• Stated exercise: Write out, word for word, the lines of the entries below from the line containing "segment: row of passenger windows" through the line containing "827 454 L 823", both included, and omit any pictures.
#### Dataset entries
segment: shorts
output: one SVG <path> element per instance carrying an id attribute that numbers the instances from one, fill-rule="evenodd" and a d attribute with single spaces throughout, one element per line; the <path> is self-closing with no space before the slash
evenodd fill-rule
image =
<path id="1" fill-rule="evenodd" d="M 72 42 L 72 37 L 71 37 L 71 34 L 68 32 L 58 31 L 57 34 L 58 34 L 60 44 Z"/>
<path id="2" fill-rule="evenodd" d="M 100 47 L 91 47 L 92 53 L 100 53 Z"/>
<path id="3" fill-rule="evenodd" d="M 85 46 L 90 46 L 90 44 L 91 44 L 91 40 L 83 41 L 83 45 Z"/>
########
#### Dataset entries
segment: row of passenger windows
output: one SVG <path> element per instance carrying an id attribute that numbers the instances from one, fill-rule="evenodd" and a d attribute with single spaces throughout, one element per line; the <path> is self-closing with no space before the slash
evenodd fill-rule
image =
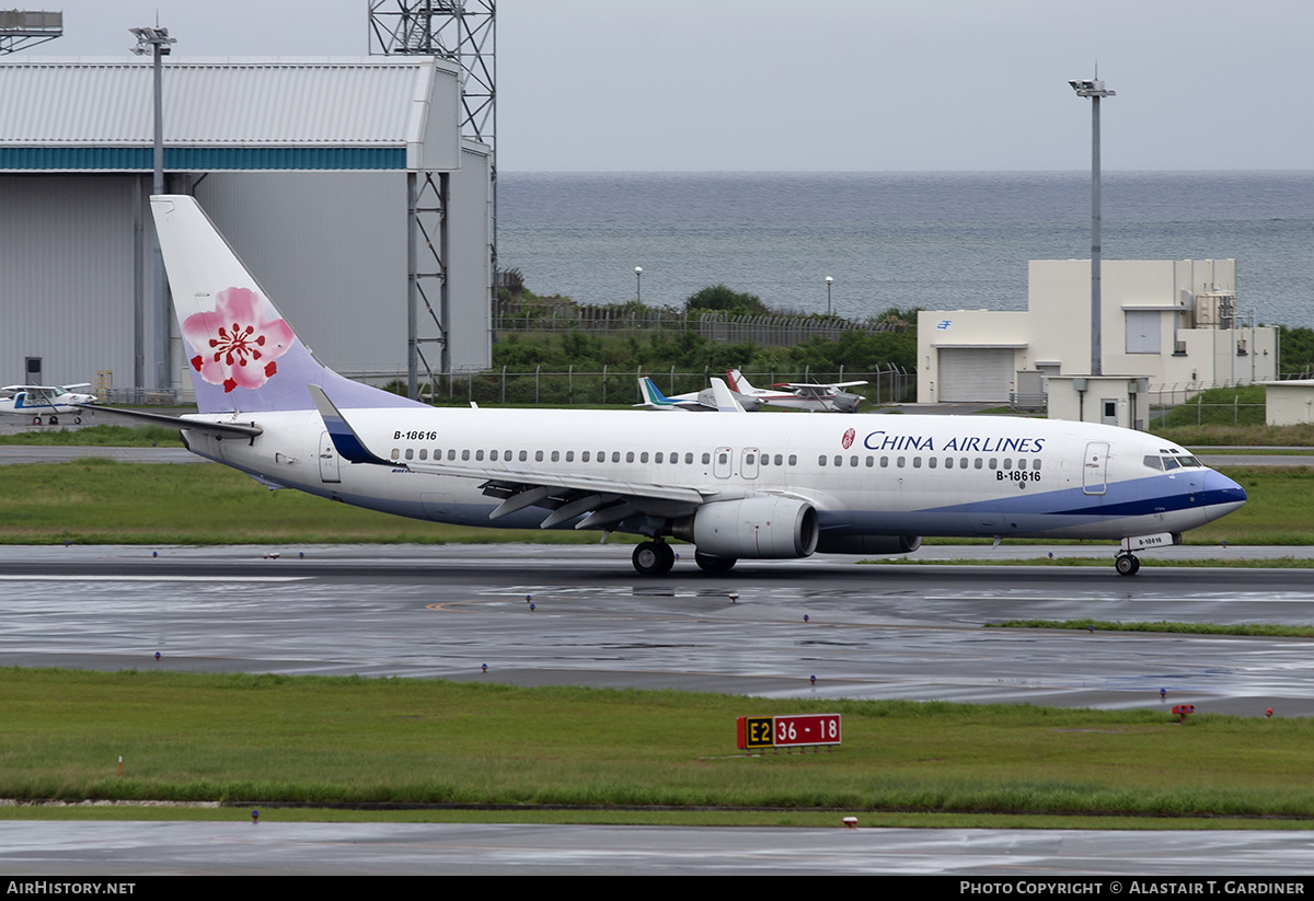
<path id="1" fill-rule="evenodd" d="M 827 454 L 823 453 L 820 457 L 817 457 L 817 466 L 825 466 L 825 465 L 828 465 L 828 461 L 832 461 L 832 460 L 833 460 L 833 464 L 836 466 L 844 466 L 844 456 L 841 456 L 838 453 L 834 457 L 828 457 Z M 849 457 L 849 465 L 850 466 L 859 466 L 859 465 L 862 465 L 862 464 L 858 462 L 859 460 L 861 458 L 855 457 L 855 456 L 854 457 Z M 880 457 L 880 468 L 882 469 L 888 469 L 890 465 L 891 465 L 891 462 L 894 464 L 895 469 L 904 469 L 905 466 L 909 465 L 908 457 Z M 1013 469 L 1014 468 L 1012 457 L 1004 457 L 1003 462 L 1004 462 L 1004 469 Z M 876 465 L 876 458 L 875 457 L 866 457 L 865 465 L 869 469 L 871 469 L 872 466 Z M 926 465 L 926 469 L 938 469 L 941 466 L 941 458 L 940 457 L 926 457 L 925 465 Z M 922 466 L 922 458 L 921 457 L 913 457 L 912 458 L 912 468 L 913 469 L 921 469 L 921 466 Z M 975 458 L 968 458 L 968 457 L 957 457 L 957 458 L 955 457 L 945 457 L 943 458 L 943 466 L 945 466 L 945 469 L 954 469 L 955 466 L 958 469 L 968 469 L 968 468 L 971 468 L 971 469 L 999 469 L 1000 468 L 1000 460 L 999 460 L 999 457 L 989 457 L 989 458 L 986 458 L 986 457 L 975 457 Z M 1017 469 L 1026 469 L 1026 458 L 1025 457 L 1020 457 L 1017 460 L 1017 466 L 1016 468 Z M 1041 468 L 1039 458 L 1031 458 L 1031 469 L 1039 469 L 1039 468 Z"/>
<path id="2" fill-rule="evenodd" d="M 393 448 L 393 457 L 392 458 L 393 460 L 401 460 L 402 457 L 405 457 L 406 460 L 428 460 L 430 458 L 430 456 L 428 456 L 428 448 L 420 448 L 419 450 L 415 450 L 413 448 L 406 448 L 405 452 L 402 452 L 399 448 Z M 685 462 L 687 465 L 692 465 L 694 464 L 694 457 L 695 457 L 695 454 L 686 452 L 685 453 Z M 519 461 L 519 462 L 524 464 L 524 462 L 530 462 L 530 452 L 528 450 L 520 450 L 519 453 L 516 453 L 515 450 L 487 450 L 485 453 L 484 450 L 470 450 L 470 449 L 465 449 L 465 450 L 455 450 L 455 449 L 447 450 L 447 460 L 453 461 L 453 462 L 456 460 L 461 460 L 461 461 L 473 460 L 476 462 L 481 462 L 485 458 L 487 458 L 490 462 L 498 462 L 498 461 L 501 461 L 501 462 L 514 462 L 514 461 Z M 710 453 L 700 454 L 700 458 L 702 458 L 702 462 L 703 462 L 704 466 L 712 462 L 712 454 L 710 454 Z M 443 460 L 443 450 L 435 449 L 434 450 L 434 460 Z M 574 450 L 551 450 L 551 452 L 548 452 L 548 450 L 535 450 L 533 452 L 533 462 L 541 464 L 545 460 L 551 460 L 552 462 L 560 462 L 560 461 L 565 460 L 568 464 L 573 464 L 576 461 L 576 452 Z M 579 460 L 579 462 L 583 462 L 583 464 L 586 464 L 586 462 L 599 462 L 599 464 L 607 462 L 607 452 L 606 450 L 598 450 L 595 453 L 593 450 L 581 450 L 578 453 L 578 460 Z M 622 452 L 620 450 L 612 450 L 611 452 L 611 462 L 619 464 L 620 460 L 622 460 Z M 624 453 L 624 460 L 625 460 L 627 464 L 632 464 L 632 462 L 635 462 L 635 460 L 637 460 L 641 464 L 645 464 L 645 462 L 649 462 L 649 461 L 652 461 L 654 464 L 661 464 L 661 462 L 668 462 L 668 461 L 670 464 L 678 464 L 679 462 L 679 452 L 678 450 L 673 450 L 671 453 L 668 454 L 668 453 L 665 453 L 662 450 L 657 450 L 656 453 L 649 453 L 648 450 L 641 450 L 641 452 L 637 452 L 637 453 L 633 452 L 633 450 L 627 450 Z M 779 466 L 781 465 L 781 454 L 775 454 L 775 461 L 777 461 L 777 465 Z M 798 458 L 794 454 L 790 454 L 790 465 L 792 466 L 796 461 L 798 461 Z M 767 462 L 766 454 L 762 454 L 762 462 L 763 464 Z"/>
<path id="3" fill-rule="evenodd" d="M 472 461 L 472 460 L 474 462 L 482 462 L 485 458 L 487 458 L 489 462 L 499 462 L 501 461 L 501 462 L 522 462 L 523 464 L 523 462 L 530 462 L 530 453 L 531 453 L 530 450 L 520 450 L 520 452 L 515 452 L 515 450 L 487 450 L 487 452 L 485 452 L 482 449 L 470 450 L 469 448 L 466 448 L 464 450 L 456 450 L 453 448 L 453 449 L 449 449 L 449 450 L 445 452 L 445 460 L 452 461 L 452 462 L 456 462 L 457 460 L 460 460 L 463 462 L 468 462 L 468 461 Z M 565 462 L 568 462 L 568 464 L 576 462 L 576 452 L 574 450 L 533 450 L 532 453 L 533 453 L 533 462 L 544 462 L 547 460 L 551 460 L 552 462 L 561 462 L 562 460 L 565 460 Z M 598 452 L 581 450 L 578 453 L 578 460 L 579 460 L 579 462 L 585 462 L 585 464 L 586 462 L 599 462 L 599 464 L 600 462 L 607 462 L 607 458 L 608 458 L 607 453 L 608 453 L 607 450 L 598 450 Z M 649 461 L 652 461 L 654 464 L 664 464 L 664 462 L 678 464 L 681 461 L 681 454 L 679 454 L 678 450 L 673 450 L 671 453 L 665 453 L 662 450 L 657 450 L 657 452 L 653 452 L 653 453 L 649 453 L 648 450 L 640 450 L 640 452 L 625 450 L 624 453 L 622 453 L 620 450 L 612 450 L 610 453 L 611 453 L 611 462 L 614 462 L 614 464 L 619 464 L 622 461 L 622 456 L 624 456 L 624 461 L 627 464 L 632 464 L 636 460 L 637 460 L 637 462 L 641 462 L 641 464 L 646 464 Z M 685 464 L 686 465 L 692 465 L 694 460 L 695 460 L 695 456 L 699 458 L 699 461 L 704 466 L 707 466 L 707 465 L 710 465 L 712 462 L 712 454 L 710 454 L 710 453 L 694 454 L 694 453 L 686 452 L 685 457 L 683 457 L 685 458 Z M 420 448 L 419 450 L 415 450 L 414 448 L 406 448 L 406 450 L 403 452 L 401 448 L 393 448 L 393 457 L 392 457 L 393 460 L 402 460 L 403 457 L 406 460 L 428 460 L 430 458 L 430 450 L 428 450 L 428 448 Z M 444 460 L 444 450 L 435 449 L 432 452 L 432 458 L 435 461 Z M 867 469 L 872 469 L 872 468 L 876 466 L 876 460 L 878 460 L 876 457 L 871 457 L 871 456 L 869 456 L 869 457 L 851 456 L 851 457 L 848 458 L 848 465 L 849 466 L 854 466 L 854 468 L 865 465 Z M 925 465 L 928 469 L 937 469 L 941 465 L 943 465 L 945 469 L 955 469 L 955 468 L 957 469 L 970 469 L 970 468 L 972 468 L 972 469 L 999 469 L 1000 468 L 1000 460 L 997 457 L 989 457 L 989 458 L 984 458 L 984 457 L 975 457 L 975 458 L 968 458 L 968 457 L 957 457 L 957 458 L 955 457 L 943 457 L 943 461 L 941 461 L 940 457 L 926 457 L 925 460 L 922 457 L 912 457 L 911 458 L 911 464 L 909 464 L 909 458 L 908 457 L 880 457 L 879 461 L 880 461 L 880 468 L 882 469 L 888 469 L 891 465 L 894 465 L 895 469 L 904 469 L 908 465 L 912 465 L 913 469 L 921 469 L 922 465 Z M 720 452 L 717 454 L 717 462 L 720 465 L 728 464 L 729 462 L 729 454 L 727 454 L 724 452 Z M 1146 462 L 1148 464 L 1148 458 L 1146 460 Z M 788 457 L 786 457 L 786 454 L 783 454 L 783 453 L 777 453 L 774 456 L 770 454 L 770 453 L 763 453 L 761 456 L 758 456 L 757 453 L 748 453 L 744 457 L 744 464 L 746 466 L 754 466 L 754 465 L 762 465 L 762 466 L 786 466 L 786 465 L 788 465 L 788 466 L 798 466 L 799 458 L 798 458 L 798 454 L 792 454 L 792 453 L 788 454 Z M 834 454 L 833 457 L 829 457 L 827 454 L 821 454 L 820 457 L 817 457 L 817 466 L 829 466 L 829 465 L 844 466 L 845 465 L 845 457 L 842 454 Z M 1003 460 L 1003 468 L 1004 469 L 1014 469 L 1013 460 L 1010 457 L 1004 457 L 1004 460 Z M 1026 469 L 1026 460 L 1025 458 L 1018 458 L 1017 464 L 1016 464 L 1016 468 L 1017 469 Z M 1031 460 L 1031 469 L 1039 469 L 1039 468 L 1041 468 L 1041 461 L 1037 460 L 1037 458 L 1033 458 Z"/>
########
• The answer:
segment: row of passenger windows
output: one SVG <path> element per instance carrying an id attribute that numbers the instances from one, fill-rule="evenodd" and a d attribute with single spaces throughout, one element per line; the <path> is self-closing with no space before the slash
evenodd fill-rule
image =
<path id="1" fill-rule="evenodd" d="M 827 454 L 823 453 L 820 457 L 817 457 L 817 466 L 825 466 L 825 465 L 828 465 L 828 461 L 832 461 L 832 460 L 833 460 L 833 464 L 836 466 L 844 466 L 844 456 L 841 456 L 838 453 L 834 457 L 828 457 Z M 849 457 L 849 465 L 850 466 L 859 466 L 859 465 L 862 465 L 862 464 L 858 462 L 859 460 L 861 458 L 855 457 L 855 456 L 854 457 Z M 880 457 L 880 468 L 882 469 L 888 469 L 890 465 L 891 465 L 891 462 L 894 464 L 895 469 L 904 469 L 905 466 L 909 465 L 908 457 Z M 1013 469 L 1014 468 L 1012 457 L 1004 457 L 1003 462 L 1004 462 L 1004 469 Z M 876 465 L 876 458 L 875 457 L 866 457 L 865 465 L 869 469 L 871 469 L 872 466 Z M 926 465 L 926 469 L 938 469 L 941 466 L 941 458 L 940 457 L 926 457 L 925 465 Z M 922 466 L 922 458 L 921 457 L 913 457 L 912 458 L 912 468 L 913 469 L 921 469 L 921 466 Z M 975 458 L 968 458 L 968 457 L 957 457 L 957 458 L 955 457 L 945 457 L 943 458 L 943 466 L 945 466 L 945 469 L 954 469 L 955 466 L 958 469 L 968 469 L 968 468 L 971 468 L 971 469 L 999 469 L 1000 468 L 1000 460 L 999 460 L 999 457 L 989 457 L 989 458 L 986 458 L 986 457 L 975 457 Z M 1017 469 L 1026 469 L 1026 458 L 1025 457 L 1020 457 L 1017 460 L 1017 466 L 1016 468 Z M 1041 468 L 1039 458 L 1031 458 L 1031 469 L 1039 469 L 1039 468 Z"/>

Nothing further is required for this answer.